Input for this task ▸
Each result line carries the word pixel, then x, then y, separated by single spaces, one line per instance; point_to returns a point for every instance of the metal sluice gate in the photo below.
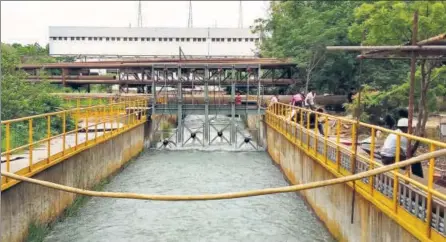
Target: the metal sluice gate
pixel 209 129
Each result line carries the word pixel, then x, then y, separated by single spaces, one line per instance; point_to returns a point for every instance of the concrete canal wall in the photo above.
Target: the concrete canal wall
pixel 332 204
pixel 26 203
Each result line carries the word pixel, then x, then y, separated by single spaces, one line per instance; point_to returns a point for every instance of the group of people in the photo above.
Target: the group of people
pixel 387 151
pixel 299 99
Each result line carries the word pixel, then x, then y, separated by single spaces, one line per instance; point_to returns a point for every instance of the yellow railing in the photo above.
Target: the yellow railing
pixel 32 144
pixel 415 203
pixel 77 101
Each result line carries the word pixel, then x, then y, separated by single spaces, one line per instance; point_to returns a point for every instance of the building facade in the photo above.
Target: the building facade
pixel 122 41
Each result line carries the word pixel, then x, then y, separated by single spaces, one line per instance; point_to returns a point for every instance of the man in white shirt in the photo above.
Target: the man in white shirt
pixel 274 99
pixel 388 151
pixel 309 99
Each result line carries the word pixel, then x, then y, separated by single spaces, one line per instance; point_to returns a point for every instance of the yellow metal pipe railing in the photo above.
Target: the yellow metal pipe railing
pixel 393 205
pixel 92 117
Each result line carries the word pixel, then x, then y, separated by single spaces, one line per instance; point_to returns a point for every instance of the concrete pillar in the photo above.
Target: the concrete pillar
pixel 180 130
pixel 206 107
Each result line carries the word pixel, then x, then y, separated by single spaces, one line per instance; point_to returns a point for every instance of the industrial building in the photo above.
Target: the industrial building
pixel 102 42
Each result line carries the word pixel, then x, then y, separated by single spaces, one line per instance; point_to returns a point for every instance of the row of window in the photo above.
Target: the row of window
pixel 155 39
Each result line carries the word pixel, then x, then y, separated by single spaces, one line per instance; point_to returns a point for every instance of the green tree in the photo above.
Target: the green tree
pixel 20 98
pixel 302 29
pixel 390 23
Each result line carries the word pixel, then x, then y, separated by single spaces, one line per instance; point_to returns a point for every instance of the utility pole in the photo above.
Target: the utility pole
pixel 240 16
pixel 139 23
pixel 189 22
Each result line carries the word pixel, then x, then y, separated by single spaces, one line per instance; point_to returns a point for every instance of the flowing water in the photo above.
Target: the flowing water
pixel 279 217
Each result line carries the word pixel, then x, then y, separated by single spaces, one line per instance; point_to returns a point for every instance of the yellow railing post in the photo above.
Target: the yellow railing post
pixel 104 120
pixel 395 177
pixel 64 130
pixel 96 114
pixel 371 160
pixel 30 142
pixel 353 150
pixel 430 184
pixel 8 148
pixel 308 129
pixel 49 138
pixel 301 128
pixel 87 116
pixel 326 139
pixel 111 118
pixel 316 130
pixel 76 127
pixel 338 145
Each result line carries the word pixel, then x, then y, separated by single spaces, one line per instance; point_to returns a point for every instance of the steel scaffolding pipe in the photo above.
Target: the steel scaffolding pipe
pixel 441 48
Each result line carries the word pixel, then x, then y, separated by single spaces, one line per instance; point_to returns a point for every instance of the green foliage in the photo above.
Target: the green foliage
pixel 390 23
pixel 301 30
pixel 20 98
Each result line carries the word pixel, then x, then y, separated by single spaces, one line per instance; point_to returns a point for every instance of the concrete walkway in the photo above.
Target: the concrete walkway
pixel 39 153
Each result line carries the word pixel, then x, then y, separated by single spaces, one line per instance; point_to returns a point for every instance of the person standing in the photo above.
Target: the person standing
pixel 274 99
pixel 238 99
pixel 309 99
pixel 388 150
pixel 297 100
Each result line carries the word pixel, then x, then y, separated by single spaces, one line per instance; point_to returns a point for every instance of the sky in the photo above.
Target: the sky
pixel 27 22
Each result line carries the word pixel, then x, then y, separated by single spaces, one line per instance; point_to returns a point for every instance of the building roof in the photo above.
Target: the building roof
pixel 78 31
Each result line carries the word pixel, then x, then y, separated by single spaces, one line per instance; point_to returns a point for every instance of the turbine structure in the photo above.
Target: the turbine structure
pixel 240 16
pixel 139 23
pixel 189 22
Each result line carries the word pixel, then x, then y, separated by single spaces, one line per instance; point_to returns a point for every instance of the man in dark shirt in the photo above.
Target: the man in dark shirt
pixel 350 95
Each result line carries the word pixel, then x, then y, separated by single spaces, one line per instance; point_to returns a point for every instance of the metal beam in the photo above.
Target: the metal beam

Task ▸ What's needed is an exact copy of every entry, free of pictures.

Response box ▸
Each result line carries the word pixel, then x, then y, separated by single spaces, one line per instance; point_to returns a point for every instance of the metal sluice gate in the photo below.
Target: the metal sluice gate
pixel 209 129
Each result line carries the word pixel, then x, then y, separated by single spaces, one line per instance; point_to returns a point for every instance of the concrete canal wall in the photo above.
Target: the concrete canal wall
pixel 332 204
pixel 26 203
Each result line carries the word pixel, then x, then y, separated by single spaces, one line per instance; point_to returns a point for every instance of the group of people in the photo above.
Target: the group of people
pixel 387 151
pixel 299 99
Each result line carries the word pixel, then x, then y, separated by single spaces, one line per instance; point_to returns a point for every instance of the yellow railing in the photo above.
Target: the yellow railing
pixel 32 144
pixel 415 203
pixel 77 101
Each result line carries the word pixel, then x, then y, separated by single spaces, one line per instance; point_to returns a point for every instance of the building facade in the photo above.
Target: the building facade
pixel 122 41
Each result line carries the word pixel, then x, then y, separated by single spaces, one line per instance; point_to returns a point for every instance of the man in white shirt in the photo above.
Target: the man in white shirt
pixel 274 99
pixel 388 151
pixel 309 99
Each result line carries the word pixel, then x, then y, separated by single spaces, one line per instance; point_to returns a point for every instance of the yellow metal pipe railing in the photo above.
Target: the yellow metal pipe railing
pixel 393 205
pixel 92 117
Each result line carries the word pixel, then x, then y, separated by single spaces, one line per instance; point_to returns a point for every instance of the concrete pillar in the photo above.
Target: the concrete pillar
pixel 180 130
pixel 206 107
Each result line carries the word pixel, then x, then y, separated by single spaces, one line per instance; point_to returns a point for every instance of the industrial building in the photo above.
Target: the industrial building
pixel 102 42
Each result line carries the word pixel, then x, then y, separated by single spaces, one line per instance; point_to returns a point for every instance of the row of window in the photo above.
Target: the row of window
pixel 155 39
Each result line carries the word pixel, then x, then y, separated by single spaces, one line per instance; point_to returns a point for every instance of the green tree in the photo above.
Target: the green tree
pixel 20 98
pixel 302 29
pixel 390 23
Each result line carries the word pixel, then x, then y, separated by single spaces, one line per instance; point_to returns a point for every instance of the utility pole in the photo above.
Target: the utility pole
pixel 240 16
pixel 139 23
pixel 189 22
Each result line carries the word pixel, then x, then y, separated by single spaces, one line per instance; point_to returns a point for every instance of the flowing water in the photo above.
Target: the flowing water
pixel 279 217
Each result line carries the word pixel, then x, then y, separated by single spaces, one line per instance; point_to returns a point for every instance of the yellow railing post in the photo above.
Target: the yellow railing post
pixel 104 120
pixel 395 177
pixel 64 130
pixel 96 114
pixel 371 160
pixel 30 142
pixel 353 150
pixel 430 184
pixel 8 148
pixel 308 129
pixel 49 138
pixel 301 128
pixel 87 116
pixel 326 139
pixel 111 118
pixel 316 130
pixel 76 127
pixel 338 145
Each result line carries the word pixel, then x, then y, separated by single spaces, one line per instance; point_to returns a point for every instance of the steel scaffolding pipe in the photo above.
Target: the steel scaffolding pipe
pixel 441 48
Each result line carries the word pixel, then x, then y, separated by single spaces, one line per instance; point_to returns a point for every instance of the green foliage in the photo above.
Target: the green foliage
pixel 390 23
pixel 301 30
pixel 20 98
Each result line carries the word pixel, then x, then y, separated by single spaces, one line per instance; point_to returns a point for every instance of the concrete walkway in the photo above.
Target: the concrete walkway
pixel 39 153
Each result line carries the word pixel, then x, then y, separated by single spaces, one line per instance; point_to returns a point for every instance of the person standing in the photo above.
Target: the person standing
pixel 274 99
pixel 238 99
pixel 309 99
pixel 388 150
pixel 297 100
Each result line carries the word pixel, then x, then y, separated by single spaces, one line per instance; point_to returns a point for every instance of the sky in the photo above.
Target: the sky
pixel 27 22
Each result line carries the word pixel, then x, then y, separated by single spaces, one line per instance; point_to returns a point for every instance of the building roof in the photo above.
Target: the building roof
pixel 78 31
Each result line carries the word pixel, then x, then y, separated by single spaces, one line per instance; point_to returns a point for every instance of the turbine structure in the photo above.
Target: the turbine structure
pixel 240 16
pixel 139 23
pixel 189 22
Each result line carries the word pixel, then x, then y, separated by single spaces, one line per instance; point_to returns a point for every instance of the man in dark shirt in the photo above.
Target: the man in dark shirt
pixel 350 95
Each result line carries the word pixel, then x, then y, separated by single spaces, one line per instance; point_to returns a point for every instance of the metal beam in the photo above.
Target: the metal beam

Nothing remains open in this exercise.